— PASSAGE SHOWN —
I loved the book “Man’s Search for Meaning”.
Down’s Syndrome, is a mental deficit that is associated with low IQ, love of singing, love of food, and love of sex. They get angry very quickly but don’t hold resentments. To the external observer they seem supremely happy. They’re very sensitive.
The smartest computer ever to exist in the world, in that great classic, Hitchiker’s Guide to the Galaxy, greets people, saying, “Hi I’m so depressed.”
I wonder what this life is for? Is it a product of reincarnation. Must I love to escape the illusion of existence to return to the womb of God, that great ocean of God? Am I in the battle field of forces of good and evil and if I am a ‘good’ and ‘king’ person I will be rewarded in a positive afterlife.
If I live life according to the mainstream distillation of tradition and culture, and science and religion, I can reasonably expect to have some reward in this life.
I want health and wealth. I like things in moderation. I’ve seen that I can only drive one vehicle at one time and the more I own the more it owns me. The issue is pleasure. What value and risk to a blow out binge at the smorgasbord, an extraordinary night of orgy, an unforgettable drunken tour of the bars with a group of mad cap friends, the savouring of a long love, deep friendships or superficial encounters, reading a deep book or a passing article, tenting or building a major hotel or palace.
I’ve lived my life daily speaking to God. I’ve always felt the relationship was like car rides with my parents. Roller coaster rides. Not an intimate friend or love. I envy the nuns who so love Jesus they become his Bride and we imagine their ‘song of songs’ experience has the erotic elements that tintillate the soft porn favoured by women versus the hard porn favoured by men. Is religion masculine? And spirituality feminine?
Does God really care if I masturbate? If I am obese, is it health matter that reduces little more than short term pleasure,versus long term life. Do I want to be here for a long time or a good time?
Each of these equations and so many more physiologically , psychologically , and spiritually, is a juggling act with a sweet spot. That’s the essence of happiness. That sweet spot. I’ve been in that ‘flow’ that has been called ‘synchroncity’, spiritually alive, feeling that I am ‘doing right’, that I am apart o the team, that I’m in the centre of the centre. If it were a hockey game I’ve had that sense of being on the ice in the flashing sticks and skates, and then I’ve had the sense of being on the bench.
Aging is more about being on the bench.

— PROBLEMS TO SOLVE —
1) From the passage on happiness and aging, transcribe the part that opens with the words containing "I want health" and closes with "hotel or palace.".
2) In the passage on happiness and aging, what does the smartest computer in the classic it names say when it greets people?
3) The passage on happiness and aging calls each of these equations a juggling act with a sweet spot. List every respect it names in which that holds.

— RECORDED DATA —

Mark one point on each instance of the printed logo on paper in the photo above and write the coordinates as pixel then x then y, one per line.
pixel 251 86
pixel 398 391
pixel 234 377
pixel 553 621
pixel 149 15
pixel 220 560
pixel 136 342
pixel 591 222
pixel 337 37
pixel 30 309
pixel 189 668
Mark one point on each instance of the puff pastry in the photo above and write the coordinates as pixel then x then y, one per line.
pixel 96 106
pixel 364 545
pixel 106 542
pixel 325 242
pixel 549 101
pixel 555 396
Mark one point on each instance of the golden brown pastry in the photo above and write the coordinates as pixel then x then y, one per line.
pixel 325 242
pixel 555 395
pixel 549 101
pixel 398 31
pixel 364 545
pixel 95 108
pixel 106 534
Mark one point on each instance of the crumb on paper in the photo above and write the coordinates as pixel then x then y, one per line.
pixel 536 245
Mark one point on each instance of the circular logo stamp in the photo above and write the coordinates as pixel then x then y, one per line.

— ANSWERS TO THE PROBLEMS —
1)
I want health and wealth. I like things in moderation. I’ve seen that I can only drive one vehicle at one time and the more I own the more it owns me. The issue is pleasure. What value and risk to a blow out binge at the smorgasbord, an extraordinary night of orgy, an unforgettable drunken tour of the bars with a group of mad cap friends, the savouring of a long love, deep friendships or superficial encounters, reading a deep book or a passing article, tenting or building a major hotel or palace.

2) “Hi I’m so depressed.”

3) Physiologically, psychologically, and spiritually.